Passage:
"""

# Heavy duty available?



## caldaqui (Jul 12, 2004)

I am little on heavy side...6' 4" and little over
250 # Is there any out there for someone
my size...with equipment?


----------



## Darkness (May 3, 2004)

Cobra FishNDive, aka the Aircraft Carrier.
Malibu XFactor.


----------



## YakandSurf (Dec 17, 2002)

Love my X-Factor I'm 5'11" @ 295lb.

X-Factor aka the battleship. I some times think that it is built in an actual shipyard.

Robert


----------



## JIGMAKER (May 4, 2003)

Im 6'2" and 315lbs. I have an ocean kayak ambush.


----------



## Shooter (Nov 14, 2004)

Dang I feel right at home now,, here I thought when I get mine I might have been the only FULL GROWN GUY  that was gonna look like a bear floating on a cork. Still workn on on gettn mine in time for some nice warm weather feeshn.


----------



## YakandSurf (Dec 17, 2002)

Lots of heavy guys on yaks. We use the exercise excuse to get the better half to let use buy the yaks. Then we go fishing and tell them we were exercising.

"""

Written problem a: Retype the listing word for word, starting with the line that contains "Pick out every instance of the zipper" and going on through the final line of the listing.

Listing:
"""

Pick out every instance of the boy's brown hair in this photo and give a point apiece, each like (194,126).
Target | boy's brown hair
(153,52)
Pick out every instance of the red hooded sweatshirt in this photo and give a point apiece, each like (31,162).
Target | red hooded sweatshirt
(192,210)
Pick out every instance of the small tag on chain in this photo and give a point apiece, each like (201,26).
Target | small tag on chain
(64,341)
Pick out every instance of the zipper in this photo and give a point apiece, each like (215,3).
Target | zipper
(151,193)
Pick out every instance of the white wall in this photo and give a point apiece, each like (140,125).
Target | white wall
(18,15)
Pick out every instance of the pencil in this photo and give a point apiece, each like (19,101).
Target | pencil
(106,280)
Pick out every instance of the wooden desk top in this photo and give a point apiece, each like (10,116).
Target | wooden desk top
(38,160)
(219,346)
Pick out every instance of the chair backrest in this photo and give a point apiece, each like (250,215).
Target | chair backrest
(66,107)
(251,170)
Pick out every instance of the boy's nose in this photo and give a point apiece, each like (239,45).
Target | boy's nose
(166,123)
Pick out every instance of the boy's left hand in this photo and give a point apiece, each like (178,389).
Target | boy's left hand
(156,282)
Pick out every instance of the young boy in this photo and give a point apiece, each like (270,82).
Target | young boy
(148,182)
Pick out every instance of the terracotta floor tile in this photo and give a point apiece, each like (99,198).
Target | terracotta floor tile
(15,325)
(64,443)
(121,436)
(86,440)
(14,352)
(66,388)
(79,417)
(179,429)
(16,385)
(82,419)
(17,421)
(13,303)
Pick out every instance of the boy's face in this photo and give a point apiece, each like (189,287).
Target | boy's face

"""

Written problem b: Continue the forum thread about kayaks for heavy paddlers from where it stops.

Reply a:
Pick out every instance of the zipper in this photo and give a point apiece, each like (215,3).
Target | zipper
(151,193)
Pick out every instance of the white wall in this photo and give a point apiece, each like (140,125).
Target | white wall
(18,15)
Pick out every instance of the pencil in this photo and give a point apiece, each like (19,101).
Target | pencil
(106,280)
Pick out every instance of the wooden desk top in this photo and give a point apiece, each like (10,116).
Target | wooden desk top
(38,160)
(219,346)
Pick out every instance of the chair backrest in this photo and give a point apiece, each like (250,215).
Target | chair backrest
(66,107)
(251,170)
Pick out every instance of the boy's nose in this photo and give a point apiece, each like (239,45).
Target | boy's nose
(166,123)
Pick out every instance of the boy's left hand in this photo and give a point apiece, each like (178,389).
Target | boy's left hand
(156,282)
Pick out every instance of the young boy in this photo and give a point apiece, each like (270,82).
Target | young boy
(148,182)
Pick out every instance of the terracotta floor tile in this photo and give a point apiece, each like (99,198).
Target | terracotta floor tile
(15,325)
(64,443)
(121,436)
(86,440)
(14,352)
(66,388)
(79,417)
(179,429)
(16,385)
(82,419)
(17,421)
(13,303)
Pick out every instance of the boy's face in this photo and give a point apiece, each like (189,287).
Target | boy's face

Reply b:
Robert


----------



## Va_yakfisherman (Feb 14, 2003)

Hi Cal,

Pleanty of large guys fishing from yaks. I am almost 6'3", 245 and fish from a Ocean Kayak Prowler 15 foot. great boat, fast and stable. The others out there that will perform great for you are the malibu extreme, cobra fish and dive, Ocean Kayak Drifter (wide but a little slower), and a few others. No problem with wide long boats, fun to fish from, come on what are you waiting on, the gas prices to get higher? LOL


----------



## reelrebel18 (Oct 13, 2004)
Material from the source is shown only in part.